- [DIRECTIONS FOR THIS TASK]:
Copy every line of the listing below without any changes, but leave the pictures out.

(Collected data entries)
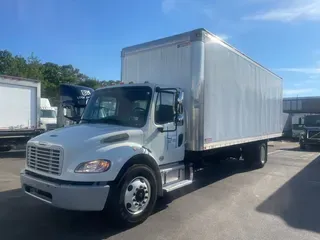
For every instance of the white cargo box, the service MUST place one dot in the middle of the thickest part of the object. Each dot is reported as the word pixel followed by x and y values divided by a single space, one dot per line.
pixel 229 98
pixel 19 103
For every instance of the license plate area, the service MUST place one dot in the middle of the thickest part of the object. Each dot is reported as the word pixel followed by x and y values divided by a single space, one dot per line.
pixel 38 193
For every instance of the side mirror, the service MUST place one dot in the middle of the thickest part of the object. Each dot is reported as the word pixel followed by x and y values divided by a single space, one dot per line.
pixel 180 97
pixel 180 119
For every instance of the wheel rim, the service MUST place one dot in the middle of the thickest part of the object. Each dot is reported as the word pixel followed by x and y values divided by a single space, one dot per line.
pixel 263 154
pixel 137 195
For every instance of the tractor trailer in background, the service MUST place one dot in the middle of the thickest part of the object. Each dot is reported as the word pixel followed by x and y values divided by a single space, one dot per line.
pixel 48 115
pixel 193 97
pixel 19 107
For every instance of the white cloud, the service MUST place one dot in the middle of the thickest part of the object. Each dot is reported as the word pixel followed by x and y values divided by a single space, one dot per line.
pixel 168 5
pixel 300 70
pixel 295 92
pixel 224 37
pixel 295 10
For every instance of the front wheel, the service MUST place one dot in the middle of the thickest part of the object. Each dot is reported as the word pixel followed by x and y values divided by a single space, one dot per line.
pixel 302 146
pixel 133 199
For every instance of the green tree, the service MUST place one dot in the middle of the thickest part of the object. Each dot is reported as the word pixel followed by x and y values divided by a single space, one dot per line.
pixel 50 74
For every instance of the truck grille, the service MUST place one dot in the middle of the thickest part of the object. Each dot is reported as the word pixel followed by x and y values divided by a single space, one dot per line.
pixel 48 160
pixel 314 134
pixel 51 126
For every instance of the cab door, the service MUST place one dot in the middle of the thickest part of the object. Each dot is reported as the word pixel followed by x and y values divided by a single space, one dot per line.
pixel 169 134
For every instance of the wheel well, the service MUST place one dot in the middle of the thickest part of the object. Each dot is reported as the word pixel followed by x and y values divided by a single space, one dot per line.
pixel 146 160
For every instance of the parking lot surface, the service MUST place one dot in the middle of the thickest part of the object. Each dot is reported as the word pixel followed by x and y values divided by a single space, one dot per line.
pixel 280 201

- [ANSWER IN FULL]:
For every instance of the white cargo box, the service MUST place one dot in the middle of the thickest part of the object. Each dot is reported as the word pixel followed by x and y values divided by a single space, one dot per line.
pixel 229 98
pixel 19 103
For every instance of the license plate area, the service MUST place one dot in the middle of the thickest part of the object. Each dot is reported as the word pixel followed by x and y values divided by a single space, one dot per line.
pixel 38 193
For every instance of the side mirror, the service MUST place one dot in the middle of the thickest part of the object. Each dot is reported as the word pixel followed by x and y values divided by a single space, one dot per line.
pixel 180 97
pixel 180 119
For every instance of the wheel rim, the service MUST place one dot in the middle of the thickest part of the object. Each dot is reported as the word pixel followed by x and y values divided by a single space, one dot per line.
pixel 263 154
pixel 137 195
For every instance of the tractor trailer in background, the service MUST place one dot in the middle of the thickest part of the object. Each dot is reported as the word pixel followed by x and y values divided by a single space, one dot per line.
pixel 48 115
pixel 193 97
pixel 19 107
For every instance of the white cloud, the service MUST place one dot in the middle of the thickest part of the object. Each dot is reported as the word pixel followed by x and y values divided by a single space, one dot per line.
pixel 168 5
pixel 300 70
pixel 295 92
pixel 224 37
pixel 295 10
For every instance of the front wheel, the service MUST place one dot in the middle of the thickest part of the object. Each dot is reported as the word pixel followed by x and y values divided by a single space, one dot per line.
pixel 302 146
pixel 133 199
For every instance of the green tree, the service MUST place one dot in the middle of the thickest part of the object. Each dot is reported as the word pixel followed by x and y values divided by a single space, one dot per line.
pixel 50 74
For every instance of the truck grille, the service MUST place one dot in the middle of the thickest part of the object. Each dot is reported as the word pixel followed by x and y values divided by a single space, one dot per line.
pixel 48 160
pixel 314 134
pixel 51 126
For every instance of the cab door, the service MUST place one dot in the middle of the thickest part of the object. Each dot is reported as the word pixel followed by x and y values divided by a single space, one dot per line.
pixel 169 134
For every instance of the wheel well, the service MUST place one dot in the middle of the thickest part of the object. Each dot is reported as the word pixel followed by x and y values divided by a single space, one dot per line.
pixel 146 160
For every instance of the parking lot surface, the service MUST place one dot in the middle of the thickest part of the object. Each dot is reported as the word pixel followed by x and y values divided by a single space, one dot per line.
pixel 280 201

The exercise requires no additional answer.